Problems to work on:
(A) Answer these questions using the passage on the euro below:
(i) In what year and place did Mr. Roubini take part in the panel on the European monetary union?
(ii) What did Minister Tremonti shout at Mr. Roubini?
(iii) Which group saw the euro as a milestone on the way back to gold?
(B) In the passage on the euro below, recast the paragraph beginning "As an aside, the interesting thing" as a short list that keeps its main facts.

--- START OF Document passage ---

Almost six years ago, the economist Nouriel Roubini wrote a commentary article for his EconoMonitor Web site describing how Giulio Tremonti, Italy’s economy minister, threw a hissy fit when Mr. Roubini suggested that Italy might have problems with its euro membership. And no, I’m not being unfair — read his piece.
In it, Mr. Roubini, who took part in a panel in 2006 in Davos, Switzerland, on the ups and downs of the European monetary union, wrote: “Unlike the other panelists that ignored the topic and spoke instead about all the good things allegedly associated with E.M.U., I took the questions seriously by considering some of the problems and risks faced by E.M.U. and the risks of a breakup, especially for the case of Italy. My remarks caused a stir with Minister Tremonti who interrupted me in the middle of my remarks, went into a temper tantrum and shouted — to the consternation of all participants — to me: ‘Go back to Turkey!’ ”
It was quite something.
What I would say is that this incident exemplified something that was going on all along the march to the eurodebacle. Serious discussion of the risks and possible downsides was simply not allowed. If you were an independent economist expressing even mild concerns about the project, you were labeled an enemy and shut out of the discussion.
In a way, the remarkable thing is that it took until now for disaster to strike.
It’s Not About Welfare States
Whenever a disaster happens, people rush to claim it as vindication for whatever they believed before. And so it is with the euro.
As an aside, the interesting thing about the introduction of the euro from a political point of view is the way it cut across the ideological spectrum. It was hailed by the Wall Street Journal crowd, who saw it as a sort of milestone on the way back to gold, and by many on the British left, who saw it as a way to create an alliance of social democracies. It was criticized by Thatcherites, who wanted to be free to move Britain in an American direction, and by American liberals, who believed in the importance of discretionary monetary and fiscal policy.

--- END OF Document passage ---
--- START OF Entries ---

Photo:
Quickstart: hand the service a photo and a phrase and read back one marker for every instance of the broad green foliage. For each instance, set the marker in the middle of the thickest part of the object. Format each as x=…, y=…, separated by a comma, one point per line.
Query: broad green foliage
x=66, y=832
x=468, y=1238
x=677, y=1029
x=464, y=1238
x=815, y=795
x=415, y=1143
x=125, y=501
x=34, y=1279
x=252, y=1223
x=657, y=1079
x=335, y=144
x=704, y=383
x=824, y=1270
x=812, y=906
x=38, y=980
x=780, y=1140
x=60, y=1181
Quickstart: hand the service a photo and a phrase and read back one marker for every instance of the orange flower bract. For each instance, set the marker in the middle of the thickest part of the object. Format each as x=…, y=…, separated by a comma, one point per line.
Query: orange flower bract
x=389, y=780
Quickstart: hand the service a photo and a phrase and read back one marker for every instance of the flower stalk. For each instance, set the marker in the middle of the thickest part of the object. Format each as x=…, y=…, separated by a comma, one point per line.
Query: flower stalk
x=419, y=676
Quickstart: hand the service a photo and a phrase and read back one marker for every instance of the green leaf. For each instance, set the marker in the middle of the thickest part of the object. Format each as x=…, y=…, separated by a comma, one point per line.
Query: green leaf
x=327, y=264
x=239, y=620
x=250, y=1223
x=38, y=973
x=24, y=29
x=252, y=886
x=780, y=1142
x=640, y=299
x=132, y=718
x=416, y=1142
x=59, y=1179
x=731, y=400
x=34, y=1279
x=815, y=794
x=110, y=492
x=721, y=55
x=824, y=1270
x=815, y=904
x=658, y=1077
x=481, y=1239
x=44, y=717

--- END OF Entries ---

Problem solutions:
(A)
(i) 2006, in Davos, Switzerland.
(ii) "Go back to Turkey!"
(iii) The Wall Street Journal crowd.

(B)
Politically, the euro's introduction cut across the ideological spectrum:
- Hailed by the Wall Street Journal crowd, who saw it as a milestone on the way back to gold.
- Hailed by many on the British left, who saw it as a way to build an alliance of social democracies.
- Criticized by Thatcherites, who wanted to be free to move Britain in an American direction.
- Criticized by American liberals, who believed in discretionary monetary and fiscal policy.